ASSIGNMENT:
Copy every line below exactly.

SOURCE MATERIAL:
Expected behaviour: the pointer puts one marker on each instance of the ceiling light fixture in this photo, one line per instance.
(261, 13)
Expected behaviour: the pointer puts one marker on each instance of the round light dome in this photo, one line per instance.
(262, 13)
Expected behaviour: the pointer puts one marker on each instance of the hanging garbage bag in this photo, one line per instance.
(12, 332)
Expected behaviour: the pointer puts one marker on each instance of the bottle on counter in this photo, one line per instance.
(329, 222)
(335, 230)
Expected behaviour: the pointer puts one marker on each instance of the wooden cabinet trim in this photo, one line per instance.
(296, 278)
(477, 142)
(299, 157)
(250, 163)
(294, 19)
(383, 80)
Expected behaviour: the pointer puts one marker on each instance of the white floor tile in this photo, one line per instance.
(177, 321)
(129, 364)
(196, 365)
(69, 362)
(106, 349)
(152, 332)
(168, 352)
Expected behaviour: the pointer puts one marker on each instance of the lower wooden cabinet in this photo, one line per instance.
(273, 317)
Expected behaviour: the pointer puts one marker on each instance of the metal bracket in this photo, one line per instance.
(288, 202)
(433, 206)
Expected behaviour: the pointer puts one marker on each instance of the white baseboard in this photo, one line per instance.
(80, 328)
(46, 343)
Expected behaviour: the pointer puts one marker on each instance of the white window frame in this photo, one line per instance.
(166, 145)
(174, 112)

ANSWER TO THIS EXERCISE:
Expected behaviour: the pointer puts one marker on each instance of the ceiling light fixture in this photo, one line per instance.
(261, 13)
Expected behaviour: the pointer puts one marker on each instance of the round light dome in this photo, one line per instance.
(262, 13)
Expected behaviour: the pointer puts one marker on each instance of the hanging garbage bag in this photo, one line per instance.
(12, 332)
Expected behaviour: the pointer puts one marker on each instance of the bottle on counter in this photo, one line per instance.
(329, 222)
(335, 230)
Expected behaviour: the pointer puts one marker on each instance of the wooden cabinet trim in this photo, one line per instance.
(296, 278)
(477, 142)
(299, 157)
(250, 163)
(294, 19)
(383, 80)
Expected behaviour: the pointer puts one marker on each instance of the white floor tile in this photo, one line per instance.
(177, 321)
(129, 364)
(196, 365)
(69, 362)
(106, 349)
(152, 332)
(168, 352)
Expected behaviour: the pointer puts one marker on each instance of the lower wooden cabinet in this photo, one line per instance.
(273, 317)
Expected behaviour: the pointer puts one marker on each instance of the metal bracket in this photo, one line per instance.
(288, 202)
(433, 206)
Expected behaviour: the pointer puts one marker on each instance of the white baseboard in this photo, one line per instance.
(80, 328)
(46, 343)
Expected behaviour: the pointer puts one marker on each instance of the white window frame in this photo, one line per instance.
(166, 145)
(174, 112)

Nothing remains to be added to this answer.